• Recorded information
◆ ◆ ◆ ◆ ◆ ◆ ◆

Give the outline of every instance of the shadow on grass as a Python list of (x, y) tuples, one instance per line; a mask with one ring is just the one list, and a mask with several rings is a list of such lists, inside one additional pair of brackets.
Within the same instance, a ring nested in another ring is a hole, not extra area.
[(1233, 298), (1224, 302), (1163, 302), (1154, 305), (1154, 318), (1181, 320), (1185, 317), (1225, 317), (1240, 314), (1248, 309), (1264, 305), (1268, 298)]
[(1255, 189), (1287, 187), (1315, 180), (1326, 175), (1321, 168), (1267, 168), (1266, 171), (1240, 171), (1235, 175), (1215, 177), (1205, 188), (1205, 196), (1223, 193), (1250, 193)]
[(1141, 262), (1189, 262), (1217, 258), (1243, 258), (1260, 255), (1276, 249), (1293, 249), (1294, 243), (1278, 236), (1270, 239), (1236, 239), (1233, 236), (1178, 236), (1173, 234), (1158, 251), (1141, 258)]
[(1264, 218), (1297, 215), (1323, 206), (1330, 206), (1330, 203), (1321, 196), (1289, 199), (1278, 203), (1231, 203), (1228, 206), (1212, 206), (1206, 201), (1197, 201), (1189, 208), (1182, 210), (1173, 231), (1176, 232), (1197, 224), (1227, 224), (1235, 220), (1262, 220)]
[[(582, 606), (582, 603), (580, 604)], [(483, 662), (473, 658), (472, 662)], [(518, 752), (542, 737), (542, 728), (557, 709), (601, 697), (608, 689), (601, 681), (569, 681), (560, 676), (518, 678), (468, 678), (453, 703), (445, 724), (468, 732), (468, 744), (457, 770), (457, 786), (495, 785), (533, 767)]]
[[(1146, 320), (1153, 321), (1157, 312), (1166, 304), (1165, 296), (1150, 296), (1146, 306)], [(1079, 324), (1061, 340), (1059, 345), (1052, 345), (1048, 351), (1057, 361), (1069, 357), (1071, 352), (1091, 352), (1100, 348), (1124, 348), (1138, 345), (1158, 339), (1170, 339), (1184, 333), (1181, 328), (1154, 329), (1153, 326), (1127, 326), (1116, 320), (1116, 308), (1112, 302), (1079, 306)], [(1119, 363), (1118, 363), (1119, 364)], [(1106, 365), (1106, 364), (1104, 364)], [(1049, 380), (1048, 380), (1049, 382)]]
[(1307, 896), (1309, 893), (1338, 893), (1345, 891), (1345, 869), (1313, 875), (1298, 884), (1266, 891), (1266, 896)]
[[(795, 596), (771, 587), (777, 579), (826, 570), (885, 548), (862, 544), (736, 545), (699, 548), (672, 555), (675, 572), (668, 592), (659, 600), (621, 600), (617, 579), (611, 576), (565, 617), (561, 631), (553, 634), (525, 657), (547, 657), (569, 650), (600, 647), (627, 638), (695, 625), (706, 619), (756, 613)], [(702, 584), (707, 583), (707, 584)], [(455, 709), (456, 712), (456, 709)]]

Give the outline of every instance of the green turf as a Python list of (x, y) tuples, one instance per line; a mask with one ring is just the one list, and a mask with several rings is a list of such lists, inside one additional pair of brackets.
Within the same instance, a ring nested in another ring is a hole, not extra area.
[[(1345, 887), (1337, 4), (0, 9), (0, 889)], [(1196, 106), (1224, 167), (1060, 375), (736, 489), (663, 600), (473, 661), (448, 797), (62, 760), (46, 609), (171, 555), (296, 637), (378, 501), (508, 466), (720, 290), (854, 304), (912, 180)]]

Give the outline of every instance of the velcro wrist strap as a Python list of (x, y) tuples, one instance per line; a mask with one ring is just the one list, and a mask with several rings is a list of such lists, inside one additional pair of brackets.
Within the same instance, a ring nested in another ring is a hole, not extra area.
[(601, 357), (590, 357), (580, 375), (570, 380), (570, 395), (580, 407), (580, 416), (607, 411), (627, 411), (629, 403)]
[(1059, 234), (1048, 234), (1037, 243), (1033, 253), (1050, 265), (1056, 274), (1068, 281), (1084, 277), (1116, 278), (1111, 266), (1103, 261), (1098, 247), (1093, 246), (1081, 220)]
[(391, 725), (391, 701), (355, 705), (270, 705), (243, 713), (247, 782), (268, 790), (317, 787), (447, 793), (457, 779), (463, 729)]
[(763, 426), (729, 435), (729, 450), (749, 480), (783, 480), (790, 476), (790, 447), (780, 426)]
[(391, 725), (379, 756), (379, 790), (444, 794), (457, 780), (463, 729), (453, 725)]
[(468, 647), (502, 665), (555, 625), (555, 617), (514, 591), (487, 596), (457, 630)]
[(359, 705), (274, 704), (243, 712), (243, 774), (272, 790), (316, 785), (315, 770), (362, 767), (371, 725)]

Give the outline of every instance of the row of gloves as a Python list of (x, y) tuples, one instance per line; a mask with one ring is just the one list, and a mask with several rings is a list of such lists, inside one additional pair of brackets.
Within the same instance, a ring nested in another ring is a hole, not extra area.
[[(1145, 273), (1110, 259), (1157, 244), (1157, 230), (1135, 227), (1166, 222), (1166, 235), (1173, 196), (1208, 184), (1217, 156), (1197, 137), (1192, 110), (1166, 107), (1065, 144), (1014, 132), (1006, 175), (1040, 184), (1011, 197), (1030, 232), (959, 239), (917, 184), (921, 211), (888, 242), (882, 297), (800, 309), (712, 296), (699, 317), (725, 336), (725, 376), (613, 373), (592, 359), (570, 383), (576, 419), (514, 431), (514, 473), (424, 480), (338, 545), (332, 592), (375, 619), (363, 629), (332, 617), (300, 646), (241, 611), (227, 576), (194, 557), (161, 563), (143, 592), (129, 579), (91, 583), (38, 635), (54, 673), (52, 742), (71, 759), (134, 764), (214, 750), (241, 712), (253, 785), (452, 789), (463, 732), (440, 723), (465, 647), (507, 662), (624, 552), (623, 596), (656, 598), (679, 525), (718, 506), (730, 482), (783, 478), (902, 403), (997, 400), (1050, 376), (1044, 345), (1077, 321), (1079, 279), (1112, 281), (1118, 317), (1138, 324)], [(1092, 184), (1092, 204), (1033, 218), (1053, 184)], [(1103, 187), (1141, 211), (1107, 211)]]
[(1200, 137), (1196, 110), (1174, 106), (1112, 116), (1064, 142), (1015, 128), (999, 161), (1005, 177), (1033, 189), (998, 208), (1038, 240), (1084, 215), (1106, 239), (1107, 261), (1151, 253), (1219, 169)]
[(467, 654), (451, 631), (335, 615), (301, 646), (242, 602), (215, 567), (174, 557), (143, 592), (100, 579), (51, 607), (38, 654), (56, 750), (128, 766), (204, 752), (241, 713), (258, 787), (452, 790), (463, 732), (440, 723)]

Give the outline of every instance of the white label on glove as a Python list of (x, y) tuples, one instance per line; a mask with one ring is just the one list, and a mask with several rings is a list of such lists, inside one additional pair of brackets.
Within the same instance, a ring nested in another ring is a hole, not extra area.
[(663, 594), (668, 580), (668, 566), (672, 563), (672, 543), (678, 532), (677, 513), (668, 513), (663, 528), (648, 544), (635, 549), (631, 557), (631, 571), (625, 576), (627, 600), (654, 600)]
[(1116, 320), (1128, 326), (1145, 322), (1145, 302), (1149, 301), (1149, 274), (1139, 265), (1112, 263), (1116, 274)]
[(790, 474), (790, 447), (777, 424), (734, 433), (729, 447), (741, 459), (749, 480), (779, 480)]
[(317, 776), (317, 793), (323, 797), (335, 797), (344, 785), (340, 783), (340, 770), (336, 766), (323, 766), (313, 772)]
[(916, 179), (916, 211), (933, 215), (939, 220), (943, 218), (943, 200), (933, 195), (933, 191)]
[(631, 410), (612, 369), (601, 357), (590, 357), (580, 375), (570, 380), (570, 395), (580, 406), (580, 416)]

◆ ◆ ◆ ◆ ◆ ◆ ◆

• What this task involves
Would you return, unchanged, the lines of the material between the line holding "Give the outline of every instance of the velcro" and the line holding "729), (453, 725)]", inclusive?

• Expected answer
Give the outline of every instance of the velcro wrist strap as a Python list of (x, y) tuples, one instance per line; a mask with one ring is just the one list, and a mask with several rings is a list of such lists, inside one additional pair of brackets.
Within the same instance, a ring nested in another ring is a hole, not extra area.
[(601, 357), (590, 357), (580, 375), (570, 380), (570, 395), (580, 407), (580, 416), (607, 411), (627, 411), (629, 403)]
[(1059, 234), (1048, 234), (1037, 243), (1033, 253), (1050, 265), (1056, 274), (1068, 281), (1084, 277), (1116, 278), (1111, 266), (1103, 261), (1098, 247), (1093, 246), (1081, 220)]
[(391, 725), (391, 701), (355, 705), (270, 705), (243, 713), (247, 782), (268, 790), (317, 787), (447, 793), (457, 779), (463, 729)]
[(763, 426), (729, 435), (729, 450), (749, 480), (783, 480), (790, 476), (790, 447), (780, 426)]
[(391, 725), (379, 756), (379, 790), (444, 794), (457, 780), (463, 729), (453, 725)]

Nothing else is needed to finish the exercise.